**PROMPT**: Find each line below containing the word "table" and copy it.

**THE DATA**:
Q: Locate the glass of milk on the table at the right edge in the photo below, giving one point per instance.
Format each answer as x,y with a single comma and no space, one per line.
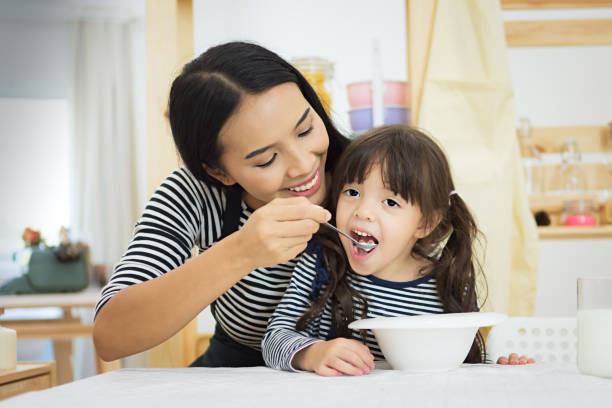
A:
595,326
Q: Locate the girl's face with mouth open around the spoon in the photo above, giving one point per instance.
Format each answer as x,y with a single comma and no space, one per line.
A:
371,213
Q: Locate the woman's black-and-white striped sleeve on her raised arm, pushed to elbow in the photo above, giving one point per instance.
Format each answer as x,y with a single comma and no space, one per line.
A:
181,213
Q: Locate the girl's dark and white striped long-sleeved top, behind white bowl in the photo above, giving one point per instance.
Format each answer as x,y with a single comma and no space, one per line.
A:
385,298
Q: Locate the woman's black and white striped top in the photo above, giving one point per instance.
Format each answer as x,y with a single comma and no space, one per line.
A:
185,212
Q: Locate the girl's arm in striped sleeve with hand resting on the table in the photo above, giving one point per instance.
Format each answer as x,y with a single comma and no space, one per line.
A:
285,348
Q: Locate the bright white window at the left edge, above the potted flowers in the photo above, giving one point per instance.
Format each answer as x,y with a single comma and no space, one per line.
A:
34,163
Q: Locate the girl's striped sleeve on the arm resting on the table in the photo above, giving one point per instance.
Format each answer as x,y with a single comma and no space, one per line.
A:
282,341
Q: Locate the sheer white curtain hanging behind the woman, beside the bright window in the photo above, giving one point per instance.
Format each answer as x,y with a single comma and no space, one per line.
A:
105,186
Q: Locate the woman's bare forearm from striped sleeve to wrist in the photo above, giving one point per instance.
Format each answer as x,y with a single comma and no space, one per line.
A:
144,315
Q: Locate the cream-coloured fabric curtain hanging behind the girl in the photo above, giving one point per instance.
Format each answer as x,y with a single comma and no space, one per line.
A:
468,103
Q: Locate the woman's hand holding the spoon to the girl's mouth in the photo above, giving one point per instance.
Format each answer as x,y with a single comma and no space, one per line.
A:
280,230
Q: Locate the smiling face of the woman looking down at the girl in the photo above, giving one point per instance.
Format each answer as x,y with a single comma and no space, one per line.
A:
275,145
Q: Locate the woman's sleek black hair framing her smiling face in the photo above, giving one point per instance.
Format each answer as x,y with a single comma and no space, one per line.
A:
210,88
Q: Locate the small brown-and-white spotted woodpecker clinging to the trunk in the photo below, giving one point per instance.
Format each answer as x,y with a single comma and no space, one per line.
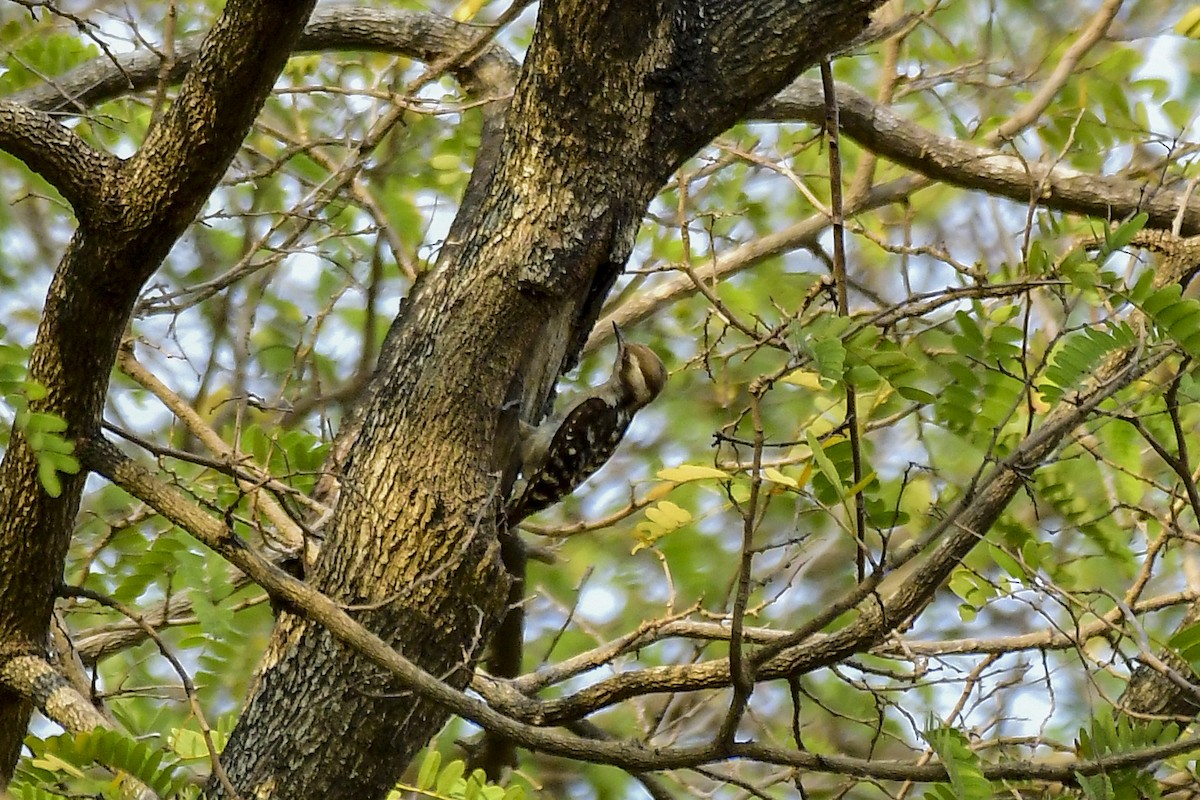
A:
566,450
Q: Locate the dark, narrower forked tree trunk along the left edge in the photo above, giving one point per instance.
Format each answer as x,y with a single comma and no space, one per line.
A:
130,214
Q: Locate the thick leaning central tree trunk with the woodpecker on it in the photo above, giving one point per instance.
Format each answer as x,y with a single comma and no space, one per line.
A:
613,97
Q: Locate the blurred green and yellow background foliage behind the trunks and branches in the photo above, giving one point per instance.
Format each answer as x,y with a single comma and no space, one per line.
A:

**ANSWER SECTION**:
Q: Locate the glass of milk on the table at the right edge in the photo below, giving one point per instance.
Q: Locate the girl's arm in striped sleeve with hand resting on the table in the photo above, giving one point per instance.
Q: Locate the girl's striped sleeve on the arm resting on the table in the photo above, giving one point per instance.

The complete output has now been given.